Ho 55 anni e sono un dentista. Ho lavorato sodo per raggiungere quello che sono oggi, ed alla soglia dei 50 anni, ho sentito la necessità di dedicare parte del mio tempo e delle mie energie per il prossimo più bisognoso. Ed il destino ha voluto che un mio caro amico, mi parlasse dell’India e che si apprestava a fare una esperienza di volontariato odontoiatrico, presso un orfanotrofio indiano gestito da una piccola onlus di nome Care & Share. Così, ormai da sette anni, nelle prime due settimane di marzo ci rechiamo a Daddy’s Home, questo il nome dell’orfanotrofio, per cercare di dare il nostro piccolo aiuto a questi bambini bellissimi.
Quando parlo della mia esperienza indiana, mi rendo conto di eccedere con l’entusiasmo e temo di incorrere nella trappola di un buonismo inutile e melenso. Quindi in queste poche righe sarò quanto più pragmatico possibile nel descrivere la mia quotidianità di volontario all’orfanotrofio. Viaggio con cambio di tre/quattro aeroporti sufficientemente stancante. Arrivo in orfanotrofio accolto dai sorrisi dei bimbi, che non ricordano mai il mio nome, dallo staff e dalla ragazza diciottenne che sponsorizzo. Via in infermeria a sistemare il materiale di consumo che portiamo dall’Italia, per poter lavorare e controlliamo che tutti i macchinari funzionino (spesso soltanto una speranza illusoria). Un saluto speciale alla direttrice dell’infermeria Swarna con cui si è instaurato un rapporto speciale.
Il giorno dopo, ore 8.30, si comincia. Visite ai bambini che ci accolgono con un sorriso che, nasconde qualche volta, un po’ di timore per il dentista. I bimbi tolgono le scarpe per salire sulla poltrona del dentista e quando abbiamo terminato la terapia ci salutano, dopo aver ritirato il regalino che, per ognuno di loro, portiamo dall’Italia, con un grazie che ci riempie il cuore. Così volano le giornate del dentista a Daddy’s Home, tra lavoro, chiacchiere con Ugo (l’amico che mi ha coinvolto in questa esperienza), risate con lo staff dell’infermeria ed altri piacevoli “rapporti umani”.

DETTAGLI DEL COMPITO:
Secondo il testo sul volontariato all'orfanotrofio Daddy's Home, in quale periodo dell'anno il dentista vi si reca?

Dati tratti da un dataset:
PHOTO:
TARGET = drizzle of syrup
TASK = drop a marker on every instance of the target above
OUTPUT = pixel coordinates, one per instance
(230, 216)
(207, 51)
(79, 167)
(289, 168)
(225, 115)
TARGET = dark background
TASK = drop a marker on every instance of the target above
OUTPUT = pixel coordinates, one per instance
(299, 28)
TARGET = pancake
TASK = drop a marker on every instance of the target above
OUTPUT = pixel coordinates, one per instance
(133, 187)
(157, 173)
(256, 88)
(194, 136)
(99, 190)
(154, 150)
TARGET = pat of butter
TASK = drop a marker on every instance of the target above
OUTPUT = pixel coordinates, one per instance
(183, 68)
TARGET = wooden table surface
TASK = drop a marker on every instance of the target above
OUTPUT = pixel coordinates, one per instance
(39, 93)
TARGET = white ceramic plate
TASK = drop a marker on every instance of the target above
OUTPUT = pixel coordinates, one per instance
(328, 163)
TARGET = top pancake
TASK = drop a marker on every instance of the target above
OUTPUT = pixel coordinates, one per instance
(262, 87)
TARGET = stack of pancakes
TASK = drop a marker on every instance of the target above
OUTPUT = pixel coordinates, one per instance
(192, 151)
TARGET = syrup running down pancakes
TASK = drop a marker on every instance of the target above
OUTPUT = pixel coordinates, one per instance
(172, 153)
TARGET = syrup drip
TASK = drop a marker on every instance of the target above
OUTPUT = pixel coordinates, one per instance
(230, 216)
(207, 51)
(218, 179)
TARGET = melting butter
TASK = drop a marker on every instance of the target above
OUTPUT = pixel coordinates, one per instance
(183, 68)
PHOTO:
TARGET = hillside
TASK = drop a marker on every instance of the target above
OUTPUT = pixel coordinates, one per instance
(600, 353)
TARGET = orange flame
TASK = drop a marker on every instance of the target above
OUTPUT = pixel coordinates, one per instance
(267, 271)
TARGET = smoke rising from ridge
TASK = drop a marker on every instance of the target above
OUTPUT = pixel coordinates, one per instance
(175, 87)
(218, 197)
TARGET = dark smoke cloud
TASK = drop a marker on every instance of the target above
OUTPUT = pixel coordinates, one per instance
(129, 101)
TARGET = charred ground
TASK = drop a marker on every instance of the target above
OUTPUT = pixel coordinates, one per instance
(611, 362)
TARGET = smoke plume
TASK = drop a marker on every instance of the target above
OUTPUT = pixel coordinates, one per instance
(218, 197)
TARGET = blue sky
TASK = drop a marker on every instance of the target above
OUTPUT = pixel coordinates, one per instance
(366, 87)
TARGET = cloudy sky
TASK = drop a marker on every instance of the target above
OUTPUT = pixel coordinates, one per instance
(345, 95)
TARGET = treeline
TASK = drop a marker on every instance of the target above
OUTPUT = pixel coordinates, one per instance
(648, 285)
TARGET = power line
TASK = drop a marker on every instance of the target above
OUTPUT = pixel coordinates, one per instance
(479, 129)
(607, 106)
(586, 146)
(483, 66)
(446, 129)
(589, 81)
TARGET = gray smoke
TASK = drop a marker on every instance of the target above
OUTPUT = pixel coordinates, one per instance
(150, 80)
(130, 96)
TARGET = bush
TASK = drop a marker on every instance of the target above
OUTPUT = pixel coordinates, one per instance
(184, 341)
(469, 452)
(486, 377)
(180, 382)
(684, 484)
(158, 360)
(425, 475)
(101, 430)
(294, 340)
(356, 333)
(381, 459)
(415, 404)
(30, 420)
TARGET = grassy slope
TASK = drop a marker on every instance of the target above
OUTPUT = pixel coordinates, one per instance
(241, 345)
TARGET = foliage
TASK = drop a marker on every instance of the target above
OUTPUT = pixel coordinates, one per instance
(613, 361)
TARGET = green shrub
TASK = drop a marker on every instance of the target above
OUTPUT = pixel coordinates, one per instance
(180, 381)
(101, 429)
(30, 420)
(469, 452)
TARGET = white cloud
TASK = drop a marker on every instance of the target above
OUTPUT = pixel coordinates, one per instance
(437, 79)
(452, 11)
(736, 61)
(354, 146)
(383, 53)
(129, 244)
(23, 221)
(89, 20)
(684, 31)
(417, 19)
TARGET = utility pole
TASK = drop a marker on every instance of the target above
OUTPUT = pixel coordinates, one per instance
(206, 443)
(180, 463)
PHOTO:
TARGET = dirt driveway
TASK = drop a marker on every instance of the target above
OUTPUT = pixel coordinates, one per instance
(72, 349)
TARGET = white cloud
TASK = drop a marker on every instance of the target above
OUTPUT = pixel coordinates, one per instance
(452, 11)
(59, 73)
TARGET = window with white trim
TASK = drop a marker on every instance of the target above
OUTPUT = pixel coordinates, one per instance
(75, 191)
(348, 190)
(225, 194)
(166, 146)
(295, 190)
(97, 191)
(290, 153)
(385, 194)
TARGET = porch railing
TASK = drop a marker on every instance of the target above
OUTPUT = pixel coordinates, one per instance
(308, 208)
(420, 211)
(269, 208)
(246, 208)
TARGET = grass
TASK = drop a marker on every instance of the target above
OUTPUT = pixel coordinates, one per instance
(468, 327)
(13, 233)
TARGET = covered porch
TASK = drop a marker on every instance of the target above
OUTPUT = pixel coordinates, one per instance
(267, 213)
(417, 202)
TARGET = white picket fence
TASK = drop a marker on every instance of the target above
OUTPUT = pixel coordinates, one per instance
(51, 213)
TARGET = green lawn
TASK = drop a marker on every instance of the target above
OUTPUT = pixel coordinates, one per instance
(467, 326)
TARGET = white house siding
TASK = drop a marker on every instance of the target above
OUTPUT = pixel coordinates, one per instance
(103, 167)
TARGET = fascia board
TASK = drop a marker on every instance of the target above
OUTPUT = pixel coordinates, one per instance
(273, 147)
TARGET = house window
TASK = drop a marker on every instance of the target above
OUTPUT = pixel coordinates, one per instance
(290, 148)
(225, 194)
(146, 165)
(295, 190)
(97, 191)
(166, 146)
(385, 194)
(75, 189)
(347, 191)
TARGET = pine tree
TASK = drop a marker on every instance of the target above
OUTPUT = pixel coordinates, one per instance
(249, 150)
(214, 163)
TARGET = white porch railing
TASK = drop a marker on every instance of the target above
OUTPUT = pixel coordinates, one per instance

ESERCIZIO SVOLTO:
Nelle prime due settimane di marzo.